[Stored data entries]
Segment Open

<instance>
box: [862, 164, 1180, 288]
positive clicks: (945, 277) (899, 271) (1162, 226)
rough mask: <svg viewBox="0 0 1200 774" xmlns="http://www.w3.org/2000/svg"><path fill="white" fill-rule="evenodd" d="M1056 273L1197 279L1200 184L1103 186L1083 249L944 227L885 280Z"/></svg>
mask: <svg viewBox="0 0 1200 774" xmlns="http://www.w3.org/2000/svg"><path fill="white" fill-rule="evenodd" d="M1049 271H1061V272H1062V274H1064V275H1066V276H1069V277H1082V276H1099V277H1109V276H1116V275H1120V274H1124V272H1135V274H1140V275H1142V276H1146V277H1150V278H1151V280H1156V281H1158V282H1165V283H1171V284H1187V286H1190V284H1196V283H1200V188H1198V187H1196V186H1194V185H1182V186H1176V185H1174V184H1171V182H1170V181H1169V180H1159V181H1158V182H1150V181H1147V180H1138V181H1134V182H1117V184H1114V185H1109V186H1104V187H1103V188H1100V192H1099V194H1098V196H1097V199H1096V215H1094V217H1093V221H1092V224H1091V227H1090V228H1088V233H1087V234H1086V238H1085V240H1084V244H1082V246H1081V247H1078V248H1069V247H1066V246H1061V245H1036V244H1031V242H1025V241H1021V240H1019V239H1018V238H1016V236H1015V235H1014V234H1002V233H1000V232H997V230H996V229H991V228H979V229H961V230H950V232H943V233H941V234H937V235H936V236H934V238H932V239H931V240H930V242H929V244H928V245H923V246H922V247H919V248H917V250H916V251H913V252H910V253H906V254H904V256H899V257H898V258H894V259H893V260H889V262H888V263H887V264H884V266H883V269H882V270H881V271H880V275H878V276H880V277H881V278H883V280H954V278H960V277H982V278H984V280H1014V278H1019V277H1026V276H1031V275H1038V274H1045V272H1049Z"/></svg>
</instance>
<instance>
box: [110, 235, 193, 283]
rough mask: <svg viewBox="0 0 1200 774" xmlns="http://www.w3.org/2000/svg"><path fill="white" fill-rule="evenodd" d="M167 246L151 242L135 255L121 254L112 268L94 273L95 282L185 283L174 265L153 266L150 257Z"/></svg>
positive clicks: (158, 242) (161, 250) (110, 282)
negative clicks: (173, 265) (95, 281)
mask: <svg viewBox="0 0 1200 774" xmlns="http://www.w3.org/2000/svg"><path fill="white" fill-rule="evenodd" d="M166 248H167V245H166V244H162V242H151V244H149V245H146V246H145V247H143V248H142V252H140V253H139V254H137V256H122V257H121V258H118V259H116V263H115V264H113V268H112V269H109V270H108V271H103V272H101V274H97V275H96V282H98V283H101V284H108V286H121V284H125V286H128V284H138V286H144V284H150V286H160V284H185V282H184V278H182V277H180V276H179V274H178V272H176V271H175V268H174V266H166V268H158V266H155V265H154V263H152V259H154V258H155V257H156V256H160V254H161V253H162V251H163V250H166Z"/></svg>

Segment Closed

**Exercise details**
Start at the first line and transcribe the data exactly through the last.

**Exercise answer**
<instance>
box: [862, 164, 1180, 288]
positive clicks: (945, 277) (899, 271) (1162, 226)
rough mask: <svg viewBox="0 0 1200 774" xmlns="http://www.w3.org/2000/svg"><path fill="white" fill-rule="evenodd" d="M1056 273L1197 279L1200 184L1103 186L1083 249L944 227L885 280Z"/></svg>
mask: <svg viewBox="0 0 1200 774" xmlns="http://www.w3.org/2000/svg"><path fill="white" fill-rule="evenodd" d="M1049 271H1061V272H1062V274H1064V275H1066V276H1069V277H1082V276H1099V277H1109V276H1116V275H1120V274H1124V272H1135V274H1140V275H1142V276H1146V277H1150V278H1151V280H1156V281H1158V282H1165V283H1171V284H1187V286H1190V284H1196V283H1200V188H1198V187H1196V186H1194V185H1182V186H1176V185H1174V184H1171V182H1170V181H1169V180H1159V181H1158V182H1150V181H1147V180H1138V181H1134V182H1117V184H1114V185H1109V186H1104V187H1103V188H1100V192H1099V194H1098V196H1097V199H1096V215H1094V217H1093V221H1092V224H1091V227H1090V228H1088V233H1087V234H1086V238H1085V240H1084V244H1082V246H1081V247H1078V248H1069V247H1066V246H1061V245H1036V244H1031V242H1025V241H1021V240H1019V239H1018V238H1016V236H1015V235H1014V234H1002V233H1000V232H997V230H996V229H991V228H979V229H961V230H950V232H943V233H941V234H937V235H936V236H934V238H932V239H931V240H930V242H929V244H928V245H923V246H922V247H919V248H917V250H916V251H913V252H910V253H906V254H904V256H899V257H898V258H894V259H893V260H889V262H888V263H887V264H884V266H883V269H882V270H881V271H880V275H878V276H880V277H881V278H883V280H954V278H960V277H982V278H984V280H1014V278H1019V277H1026V276H1031V275H1038V274H1045V272H1049Z"/></svg>
</instance>
<instance>
box: [110, 235, 193, 283]
rough mask: <svg viewBox="0 0 1200 774" xmlns="http://www.w3.org/2000/svg"><path fill="white" fill-rule="evenodd" d="M167 246L151 242L135 255L121 254L112 268L94 273L95 282L185 283L174 265L153 266L150 257Z"/></svg>
positive clicks: (158, 242) (161, 250) (110, 282)
negative clicks: (173, 265) (95, 281)
mask: <svg viewBox="0 0 1200 774" xmlns="http://www.w3.org/2000/svg"><path fill="white" fill-rule="evenodd" d="M166 248H167V245H166V244H162V242H151V244H149V245H146V246H145V247H143V248H142V252H140V253H139V254H137V256H122V257H121V258H118V259H116V263H115V264H113V268H112V269H109V270H108V271H103V272H101V274H97V275H96V282H98V283H101V284H108V286H121V284H125V286H128V284H138V286H144V284H150V286H160V284H185V282H184V278H182V277H180V276H179V274H178V272H176V271H175V268H174V266H166V268H158V266H155V265H154V263H152V259H154V258H155V257H156V256H160V254H161V253H162V251H163V250H166Z"/></svg>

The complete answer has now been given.